**WHAT TO DO:**
Please update the records from the line that contains "detect white boundary" through the line that contains "left=53, top=189, right=223, bottom=236", replacing "white boundary fence" with "boundary rope" and leaving everything else unchanged. Return only those lines.

**Data taken from a collection:**
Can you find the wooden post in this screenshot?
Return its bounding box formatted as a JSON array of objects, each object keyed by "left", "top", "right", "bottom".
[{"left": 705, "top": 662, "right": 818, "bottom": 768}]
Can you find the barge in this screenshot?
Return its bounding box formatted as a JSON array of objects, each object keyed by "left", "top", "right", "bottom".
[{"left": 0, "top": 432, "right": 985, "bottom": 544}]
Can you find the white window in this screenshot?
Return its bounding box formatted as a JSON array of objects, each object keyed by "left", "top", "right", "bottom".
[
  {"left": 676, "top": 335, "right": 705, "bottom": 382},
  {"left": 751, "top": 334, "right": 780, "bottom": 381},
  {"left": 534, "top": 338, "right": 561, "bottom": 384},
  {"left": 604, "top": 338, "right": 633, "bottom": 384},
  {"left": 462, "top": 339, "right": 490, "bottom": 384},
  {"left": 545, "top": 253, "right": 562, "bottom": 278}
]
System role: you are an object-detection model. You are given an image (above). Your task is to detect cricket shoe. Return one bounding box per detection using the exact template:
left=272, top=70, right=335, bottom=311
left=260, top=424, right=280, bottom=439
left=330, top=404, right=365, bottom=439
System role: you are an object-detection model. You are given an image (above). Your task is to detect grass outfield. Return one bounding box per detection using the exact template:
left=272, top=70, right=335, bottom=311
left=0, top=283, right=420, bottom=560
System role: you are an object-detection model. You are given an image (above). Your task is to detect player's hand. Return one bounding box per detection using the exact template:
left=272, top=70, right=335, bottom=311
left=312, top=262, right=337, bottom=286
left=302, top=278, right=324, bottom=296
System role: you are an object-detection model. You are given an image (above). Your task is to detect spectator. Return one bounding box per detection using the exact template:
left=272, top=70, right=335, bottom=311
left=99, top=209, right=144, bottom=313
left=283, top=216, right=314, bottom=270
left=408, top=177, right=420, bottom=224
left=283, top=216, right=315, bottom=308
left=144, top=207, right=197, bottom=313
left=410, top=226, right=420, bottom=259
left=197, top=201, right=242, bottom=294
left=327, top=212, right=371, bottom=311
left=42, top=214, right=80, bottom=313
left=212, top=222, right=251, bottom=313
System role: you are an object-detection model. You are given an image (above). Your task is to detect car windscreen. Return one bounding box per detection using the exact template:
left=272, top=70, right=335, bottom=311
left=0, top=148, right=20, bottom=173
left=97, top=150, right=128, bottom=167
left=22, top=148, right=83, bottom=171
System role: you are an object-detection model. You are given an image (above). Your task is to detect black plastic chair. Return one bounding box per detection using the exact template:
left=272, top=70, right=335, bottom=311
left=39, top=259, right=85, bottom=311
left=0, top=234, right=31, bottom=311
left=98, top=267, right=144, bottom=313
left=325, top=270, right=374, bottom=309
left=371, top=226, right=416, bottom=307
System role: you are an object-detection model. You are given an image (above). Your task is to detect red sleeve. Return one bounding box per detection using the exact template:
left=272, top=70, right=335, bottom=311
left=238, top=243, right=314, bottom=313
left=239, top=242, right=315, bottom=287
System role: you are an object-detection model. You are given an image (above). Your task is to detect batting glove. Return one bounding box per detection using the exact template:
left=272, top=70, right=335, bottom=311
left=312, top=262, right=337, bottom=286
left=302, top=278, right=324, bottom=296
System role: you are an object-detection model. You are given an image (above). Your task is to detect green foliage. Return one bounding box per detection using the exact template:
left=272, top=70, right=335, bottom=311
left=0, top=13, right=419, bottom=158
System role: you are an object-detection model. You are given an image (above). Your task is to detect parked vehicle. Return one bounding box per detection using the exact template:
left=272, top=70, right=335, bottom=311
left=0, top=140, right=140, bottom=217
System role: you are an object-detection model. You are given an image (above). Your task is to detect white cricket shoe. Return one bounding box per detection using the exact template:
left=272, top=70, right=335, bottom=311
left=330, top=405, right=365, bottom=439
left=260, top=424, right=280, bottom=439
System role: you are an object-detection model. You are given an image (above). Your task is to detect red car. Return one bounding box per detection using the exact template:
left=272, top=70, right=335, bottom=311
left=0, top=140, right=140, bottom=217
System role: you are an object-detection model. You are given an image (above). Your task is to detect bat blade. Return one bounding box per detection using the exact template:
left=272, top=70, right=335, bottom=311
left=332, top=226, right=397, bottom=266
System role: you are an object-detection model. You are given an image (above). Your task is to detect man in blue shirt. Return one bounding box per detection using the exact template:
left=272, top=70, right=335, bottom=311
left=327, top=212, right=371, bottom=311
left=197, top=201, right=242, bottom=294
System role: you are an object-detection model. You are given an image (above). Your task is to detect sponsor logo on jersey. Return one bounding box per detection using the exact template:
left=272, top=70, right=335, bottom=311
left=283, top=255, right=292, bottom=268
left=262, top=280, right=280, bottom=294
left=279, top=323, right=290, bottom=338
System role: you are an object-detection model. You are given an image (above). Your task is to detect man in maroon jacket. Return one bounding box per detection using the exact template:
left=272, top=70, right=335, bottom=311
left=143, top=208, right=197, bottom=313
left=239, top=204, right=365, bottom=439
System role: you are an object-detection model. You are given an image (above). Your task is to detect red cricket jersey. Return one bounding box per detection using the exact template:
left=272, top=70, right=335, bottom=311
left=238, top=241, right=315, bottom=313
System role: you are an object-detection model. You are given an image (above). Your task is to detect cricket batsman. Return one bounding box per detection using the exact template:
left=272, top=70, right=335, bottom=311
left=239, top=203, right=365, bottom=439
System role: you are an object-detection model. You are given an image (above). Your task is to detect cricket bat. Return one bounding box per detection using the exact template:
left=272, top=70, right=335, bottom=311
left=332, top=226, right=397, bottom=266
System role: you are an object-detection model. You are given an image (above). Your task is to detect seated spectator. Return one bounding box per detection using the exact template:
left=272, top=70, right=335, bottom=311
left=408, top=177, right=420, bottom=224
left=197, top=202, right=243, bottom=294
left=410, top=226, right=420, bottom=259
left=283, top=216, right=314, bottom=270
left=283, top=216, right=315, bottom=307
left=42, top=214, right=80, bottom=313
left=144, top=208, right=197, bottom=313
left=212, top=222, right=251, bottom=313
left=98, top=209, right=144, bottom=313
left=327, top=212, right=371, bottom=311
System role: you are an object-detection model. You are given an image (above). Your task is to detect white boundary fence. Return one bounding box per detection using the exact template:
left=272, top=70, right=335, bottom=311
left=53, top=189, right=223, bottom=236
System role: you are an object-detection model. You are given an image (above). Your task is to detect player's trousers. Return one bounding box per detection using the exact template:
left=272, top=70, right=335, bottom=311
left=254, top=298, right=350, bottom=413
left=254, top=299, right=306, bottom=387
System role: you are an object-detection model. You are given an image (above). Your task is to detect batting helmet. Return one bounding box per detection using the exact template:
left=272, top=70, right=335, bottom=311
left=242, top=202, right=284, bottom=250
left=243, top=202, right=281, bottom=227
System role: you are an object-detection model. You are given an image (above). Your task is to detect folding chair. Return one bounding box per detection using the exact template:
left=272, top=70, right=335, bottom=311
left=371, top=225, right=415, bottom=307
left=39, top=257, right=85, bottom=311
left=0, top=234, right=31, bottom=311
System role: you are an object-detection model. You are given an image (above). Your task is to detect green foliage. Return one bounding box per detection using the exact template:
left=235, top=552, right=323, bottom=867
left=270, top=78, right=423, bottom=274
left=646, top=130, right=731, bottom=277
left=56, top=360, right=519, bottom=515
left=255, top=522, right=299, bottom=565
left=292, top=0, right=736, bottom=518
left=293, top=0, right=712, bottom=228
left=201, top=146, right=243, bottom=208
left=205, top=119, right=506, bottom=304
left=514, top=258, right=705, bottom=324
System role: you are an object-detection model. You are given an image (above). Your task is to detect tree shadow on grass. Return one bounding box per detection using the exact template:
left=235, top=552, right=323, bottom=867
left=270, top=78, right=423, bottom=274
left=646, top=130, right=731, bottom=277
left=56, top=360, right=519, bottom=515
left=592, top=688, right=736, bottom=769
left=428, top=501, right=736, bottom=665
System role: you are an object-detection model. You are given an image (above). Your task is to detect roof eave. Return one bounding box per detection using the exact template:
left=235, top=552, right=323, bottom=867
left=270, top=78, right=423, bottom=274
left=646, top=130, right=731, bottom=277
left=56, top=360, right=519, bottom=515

**CORRECT RESULT:**
System role: you are an object-detection model. You are given an image (above). Your task is to detect boundary rope. Return one bounding box per detection using the exact template:
left=272, top=70, right=335, bottom=311
left=53, top=189, right=223, bottom=236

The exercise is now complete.